* **Exercise aim**
Copy out the data below, replacing each "sandy ground" with "dry soil" and leaving everything else the same.

(Outlined areas with labels)
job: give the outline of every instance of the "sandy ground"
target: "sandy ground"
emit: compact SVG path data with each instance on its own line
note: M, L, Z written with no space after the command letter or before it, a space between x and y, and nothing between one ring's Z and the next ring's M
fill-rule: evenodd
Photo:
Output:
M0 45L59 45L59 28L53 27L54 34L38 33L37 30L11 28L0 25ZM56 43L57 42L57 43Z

* **Solution to this task**
job: give the outline of every instance of the "dry soil"
target: "dry soil"
emit: compact SVG path data with each instance on its own line
note: M, L, Z written with no space after the command letter or before it, a space between x and y, and nothing between one ring's Z and the next ring's M
fill-rule: evenodd
Photo:
Output:
M0 45L59 45L59 28L53 27L54 34L38 33L37 30L11 28L0 25ZM56 43L57 42L57 43Z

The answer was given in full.